I know these reasons, and an honest desire not to “burden” me, are why my mum made the decision to go.
But there is no unburdening yourself from love. I don’t help my parents out of some societal obligation, I do it because I love them. I do it because they did it for me in so many ways, beyond what many might be considered reasonable and without ever a second thought, and for a lot longer than perhaps they should have. I do it because that’s my values and integrity right there, in action. No continent is going to change any of that. Call it burden, call it responsibility, call it whatever you want, it doesn’t matter. I’m not just going to stop doing what I can to help them because I can no longer walk to their front door when they need me.
In this case, the dynamics just shift, to helping remotely (thank God for Zoom), transatlantic flights just to see them, fearing a call in the middle of the night and an impossible timeline that doesn’t get me there fast enough. Far from being in the middle, I’ll be all the way at the end… of a different continent.
Under different circumstances, without a 13-year-old daughter and a shared custody agreement, I might just go with them. But I also have a career that’s finally resurging after a creative pause that turned out not to be such a good idea, a 401k that isn’t nearly large enough to get me through retirement, and that 13-almost-14-year old will need putting through university in just 4 short years. Starting again right now when I just got back on my feet from my last restart seems not only daunting but maybe even quite foolish. I hope to go back to England someday for my own swansong, but it’s not going to be right now.
On the plus side, it does mean that I will get to go home more often and have a place to stay, a home base of sorts. I will also likely see the rest of my family more often than I have in the last 30 years. All good things that go some way to balance the losses, the small moments missed that generally go unmarked in life but suddenly take on new significance when they are no longer routine. I’ve felt us mark them these last six months or so that we’ve had this plan in motion, feeling the lasts quietly in our own ways, being careful not to dwell too much because the decisions are already hard enough.
I’ll also be happy to see both of them enjoy familiar comforts: extended family they have seen so rarely, the BBC, Marks & Spencer, Fish & Chips, Sunday dinners, and perhaps a pub lunch in The Feathers’ beer garden on a sunny but breezy summer’s day. All things that I miss too. The bus outside their new bungalow will take them in one direction to the seaside and in the other to a bustling town with stores and cafes. It’s been hard to get them this far, with the sale of their house and most of their possessions, all the packing and coordinating of shipments and transatlantic affairs... But, I think, it’ll be good for them.
It will also be bittersweet.
You are admired and loved beyond words. No way do we have any regrets , Being a part of your lives for 14 years has given us such wonderful memories and so much joy, those are the things that we will treasure in future years.
This is just another adventure, back to rediscover our beloved country that is the UK, words and all!.
We will video call and get excited when you come to visit, virtual hugs only. If you ever need me I'll be on the first plane out, no matter how old I am!.
My Precious Girls you are my everything couldn't be more proud
Of the wonderful caring humans you are.
Be Happy
This is so beautifully penned, Michelle. I couldn't stop smiling (remembering all those beautiful memories) and tearing up (from resonating and feeling what you and your mum are currently feeling) at the same time while reading this. I cannot say it will be easy. But yes, your trips back home will be way more special than they already were. And most importantly, having them here for the last 14 years is a gift that will keep giving. I love you and your family so much and I will miss them terribly.

Given material »

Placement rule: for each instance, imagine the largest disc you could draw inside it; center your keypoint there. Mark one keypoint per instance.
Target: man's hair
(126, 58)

Requirement » Substitute "journey" for "adventure" in the text between "It will also" and "how old I am!.", inclusive, and write out that passage.

Written solution »
It will also be bittersweet.
You are admired and loved beyond words. No way do we have any regrets , Being a part of your lives for 14 years has given us such wonderful memories and so much joy, those are the things that we will treasure in future years.
This is just another journey, back to rediscover our beloved country that is the UK, words and all!.
We will video call and get excited when you come to visit, virtual hugs only. If you ever need me I'll be on the first plane out, no matter how old I am!.